*Records provided:*

--

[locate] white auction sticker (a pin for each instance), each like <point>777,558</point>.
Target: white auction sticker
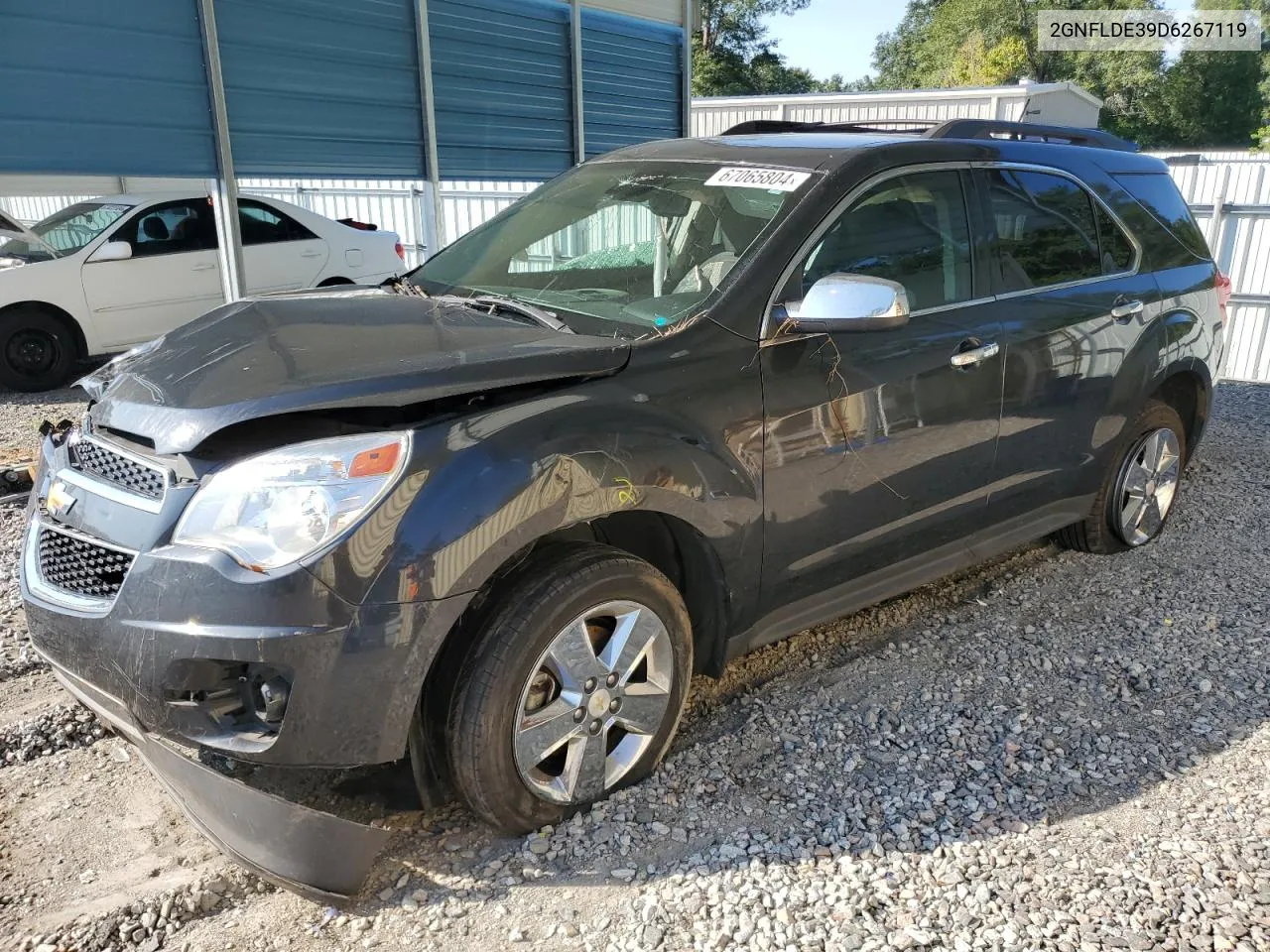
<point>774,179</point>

--

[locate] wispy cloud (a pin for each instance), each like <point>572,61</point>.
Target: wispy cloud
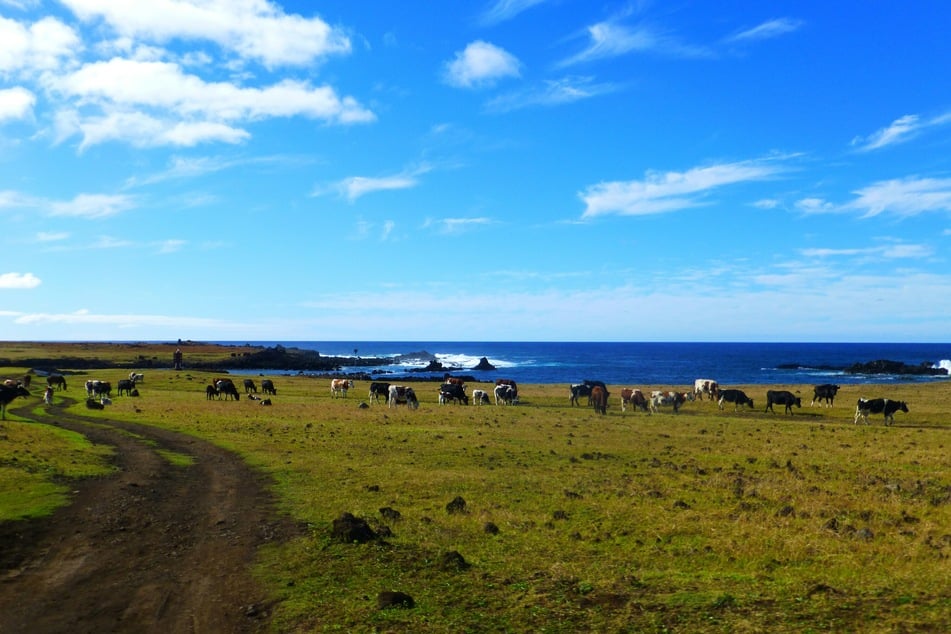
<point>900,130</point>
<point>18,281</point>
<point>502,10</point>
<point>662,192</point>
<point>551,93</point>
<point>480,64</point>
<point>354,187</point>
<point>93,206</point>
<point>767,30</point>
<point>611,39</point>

--

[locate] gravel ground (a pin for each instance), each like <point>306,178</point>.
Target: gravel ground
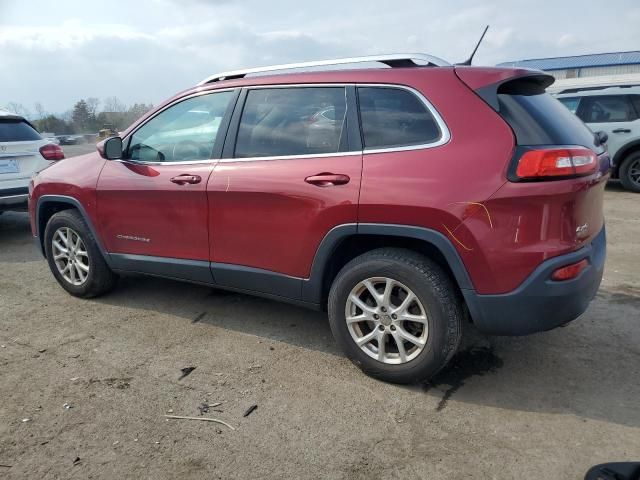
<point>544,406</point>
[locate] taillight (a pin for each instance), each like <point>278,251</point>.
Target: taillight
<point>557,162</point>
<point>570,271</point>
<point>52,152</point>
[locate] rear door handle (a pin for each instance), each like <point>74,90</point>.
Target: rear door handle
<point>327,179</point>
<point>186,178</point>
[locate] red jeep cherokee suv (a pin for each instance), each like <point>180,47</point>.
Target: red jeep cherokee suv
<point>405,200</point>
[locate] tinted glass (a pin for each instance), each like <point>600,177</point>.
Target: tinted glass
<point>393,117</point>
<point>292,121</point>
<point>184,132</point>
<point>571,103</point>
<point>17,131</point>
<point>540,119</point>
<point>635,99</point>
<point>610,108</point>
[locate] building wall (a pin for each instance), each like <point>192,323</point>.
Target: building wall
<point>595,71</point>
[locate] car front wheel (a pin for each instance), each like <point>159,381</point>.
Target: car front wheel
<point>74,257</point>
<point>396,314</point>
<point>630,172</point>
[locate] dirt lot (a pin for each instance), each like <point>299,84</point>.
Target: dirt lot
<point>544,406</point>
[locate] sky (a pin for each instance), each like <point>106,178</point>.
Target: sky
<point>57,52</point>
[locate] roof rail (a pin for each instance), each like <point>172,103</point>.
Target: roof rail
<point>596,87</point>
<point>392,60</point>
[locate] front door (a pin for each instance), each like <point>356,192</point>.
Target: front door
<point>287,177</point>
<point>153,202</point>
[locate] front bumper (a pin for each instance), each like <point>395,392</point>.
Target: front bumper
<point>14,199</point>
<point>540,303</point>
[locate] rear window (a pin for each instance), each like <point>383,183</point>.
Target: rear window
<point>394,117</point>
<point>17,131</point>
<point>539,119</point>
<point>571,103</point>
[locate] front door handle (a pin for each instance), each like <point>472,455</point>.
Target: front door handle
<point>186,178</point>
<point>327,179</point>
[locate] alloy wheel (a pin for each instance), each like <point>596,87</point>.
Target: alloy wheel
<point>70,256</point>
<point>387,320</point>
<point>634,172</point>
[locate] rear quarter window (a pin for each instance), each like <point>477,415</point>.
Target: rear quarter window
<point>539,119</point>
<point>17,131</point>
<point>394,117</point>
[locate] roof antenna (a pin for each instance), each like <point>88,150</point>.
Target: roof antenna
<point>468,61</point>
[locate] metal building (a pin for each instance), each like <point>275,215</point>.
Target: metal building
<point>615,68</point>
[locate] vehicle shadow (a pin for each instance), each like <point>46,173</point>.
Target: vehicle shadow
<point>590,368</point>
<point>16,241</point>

--

*What is needed:* In your answer, include only the lines above starting at the line that holds "[locate] building wall" and ending at the line that holds "[locate] rear window", copied exactly.

*Exercise output:*
[locate] building wall (a pin for each instance), each like <point>192,323</point>.
Target: building wall
<point>595,71</point>
[locate] car front wheel (a pin for each instance), each like <point>159,381</point>.
Target: car front wheel
<point>74,257</point>
<point>396,314</point>
<point>630,172</point>
[locate] dirt lot (a pin for each instance), each like <point>299,84</point>.
Target: dirt lot
<point>544,406</point>
[locate] sky (a pin for each instance), each like <point>106,178</point>.
Target: sky
<point>57,52</point>
[locate] roof rail (a pin for each instance), each like <point>172,103</point>.
Target: roof rail
<point>596,87</point>
<point>392,60</point>
[locate] front door (a pin for each instance), each like <point>356,192</point>.
Target: front door
<point>287,177</point>
<point>153,202</point>
[locate] front bumper (a pin for each instance), each like <point>395,392</point>.
Target: front bumper
<point>14,199</point>
<point>540,303</point>
[locate] rear window (a pin for each instance), each like <point>383,183</point>.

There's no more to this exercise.